◆ **Text segment**
This instictive caring component is in complete harmony with the reflexive breathing, and the fact that the breath is always present - to anchor and bring the mind back to a more balanced place - means that at every moment our bodies contain deep self-compassion whether we are aware of it or not, and therefore we always have a potential release from the idea of suffering built into us if we wish to witness it, as Kabat-Zinn states in Full Catastrophe Living, p49:
"It is always here to be attended to, no matter what we are doing or feeling or experiencing, no matter where we are. Tuning in to it brings us right into the here and now. It immediately anchors our awareness in the body, in a fundamental, rhythmic, flowing life process."
And, p56:
"Giving the mind one thing to keep track of, namely the breath, to replace the whole range of things that it usually finds to preoccupy itself enhances our powers of concentration. Staying with the breath during meditation, no matter what, ultimately leads to deep experiences of calmness and awareness. It is as if the breath contains, folded into itself, a power that we can come to simply by following it as if it were a path. This power is uncovered when we systematically bring awareness to the breath and sustain it for extended periods. With it comes a growing sense of the breath as a dependable ally."
Within Zen Buddhism, this potential calmness is considered to be always present - like a bottle of refreshing water secretly hidden in one's bag, beyond the realms of rigid, conceptual perception, and it is our conscious choice to either go beyond what we know to be able to drink from the bottle or not. A text attributed to the first Zen Patriarch, translated in The Bodhidharma Anthology: The earliest records of zen, (Jeffrey L. Broughton, 1999), states the following illustrating such a stance, p14:
"Things have always been in a state of quiescence and there has never existed a perceiving subject."

◆ **Problem 1**
In the passage on breath awareness, what is the always-present potential calmness compared to within Zen Buddhism?
◆ **Problem 2**
Resume the passage on breath awareness, picking up right after its last sentence.
The entries have no connection to the passage on breath awareness.

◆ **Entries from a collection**

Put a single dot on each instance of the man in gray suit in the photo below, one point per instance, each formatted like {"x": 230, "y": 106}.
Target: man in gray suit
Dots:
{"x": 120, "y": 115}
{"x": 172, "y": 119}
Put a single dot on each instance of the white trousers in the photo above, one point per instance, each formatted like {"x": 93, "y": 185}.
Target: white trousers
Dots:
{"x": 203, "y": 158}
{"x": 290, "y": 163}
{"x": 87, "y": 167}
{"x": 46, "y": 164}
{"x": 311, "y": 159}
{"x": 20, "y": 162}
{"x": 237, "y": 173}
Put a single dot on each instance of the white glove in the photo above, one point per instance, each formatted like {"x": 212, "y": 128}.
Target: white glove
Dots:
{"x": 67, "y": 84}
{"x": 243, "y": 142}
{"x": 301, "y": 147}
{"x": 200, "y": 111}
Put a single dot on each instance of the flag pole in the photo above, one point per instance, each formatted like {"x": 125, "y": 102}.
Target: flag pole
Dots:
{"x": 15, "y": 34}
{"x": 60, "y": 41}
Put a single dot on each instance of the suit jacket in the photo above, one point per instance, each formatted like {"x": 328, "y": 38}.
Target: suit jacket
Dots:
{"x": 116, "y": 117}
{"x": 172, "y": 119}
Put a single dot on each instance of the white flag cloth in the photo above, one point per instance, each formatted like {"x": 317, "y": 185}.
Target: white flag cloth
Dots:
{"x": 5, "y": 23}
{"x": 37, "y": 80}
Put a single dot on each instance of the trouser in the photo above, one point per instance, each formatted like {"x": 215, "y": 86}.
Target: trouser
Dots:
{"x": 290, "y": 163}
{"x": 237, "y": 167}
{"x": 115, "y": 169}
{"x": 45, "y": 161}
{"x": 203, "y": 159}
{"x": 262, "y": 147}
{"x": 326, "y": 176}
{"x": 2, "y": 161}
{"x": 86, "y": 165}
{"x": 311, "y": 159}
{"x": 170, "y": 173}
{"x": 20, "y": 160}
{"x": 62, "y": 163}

◆ **Exercise response 1**
A bottle of refreshing water secretly hidden in one's bag.

◆ **Exercise response 2**
Thich Nhat Hanh also speaks on this topic in Understanding Our Mind (2001), with reference to our existence being like a dynamic wave in essentially tranquil water, p392:
"We say that we “attain” the ultimate dimension, but we do not attain anything. The wave does not need to attain the state of being water—the wave is water. We live in the historical dimension, in the world of existence and nonexistence, continuation and cessation, coming and going—and, at the same time, we are in touch with nirvana. Nirvana is our true nature. Just as a wave has always been water, we have always been in nirvana."
And in a similar sense, the waves of our breathing have always been rooted in an unconditionally compassionate and nourishing essence whether we have been aware of that fact or not. Amplifying this dimension through placing sustained attention on our unconditionally compassionate breathing can create the conditions for a more peaceful experience to arrive.